What you have to do
Would you repeat the data below exactly, taking out the images?

[Start of section]

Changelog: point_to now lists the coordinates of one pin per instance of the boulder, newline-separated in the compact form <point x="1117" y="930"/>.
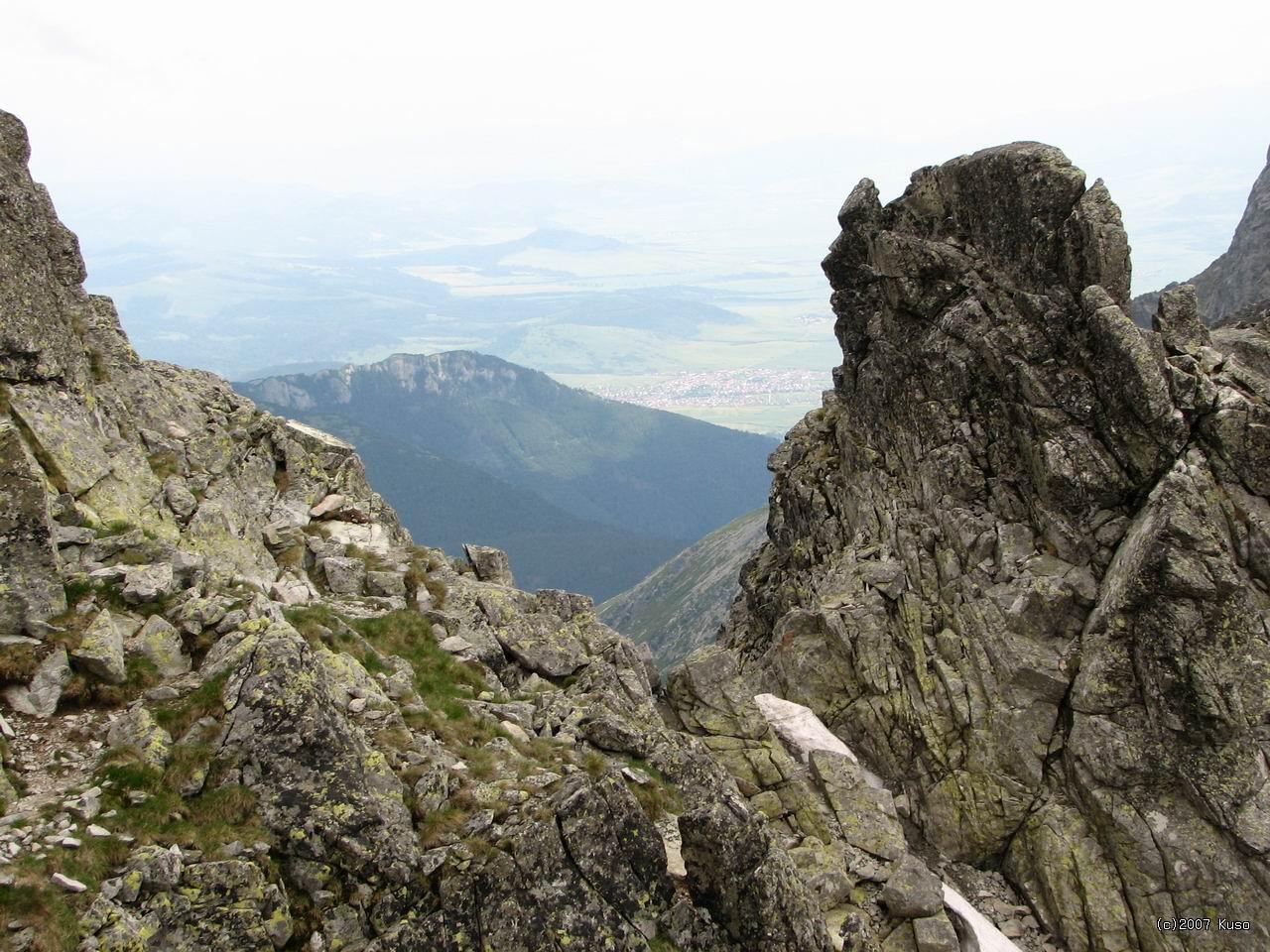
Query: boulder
<point x="100" y="651"/>
<point x="41" y="696"/>
<point x="149" y="583"/>
<point x="386" y="584"/>
<point x="178" y="497"/>
<point x="489" y="563"/>
<point x="344" y="576"/>
<point x="137" y="730"/>
<point x="160" y="644"/>
<point x="912" y="892"/>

[End of section]

Answer for the task
Changelog: point_to now lists the coordinates of one pin per instance of the boulder, newline-separated in the compact form <point x="1117" y="930"/>.
Query: boulder
<point x="100" y="651"/>
<point x="41" y="696"/>
<point x="149" y="583"/>
<point x="386" y="584"/>
<point x="178" y="497"/>
<point x="489" y="563"/>
<point x="344" y="576"/>
<point x="137" y="730"/>
<point x="160" y="644"/>
<point x="912" y="892"/>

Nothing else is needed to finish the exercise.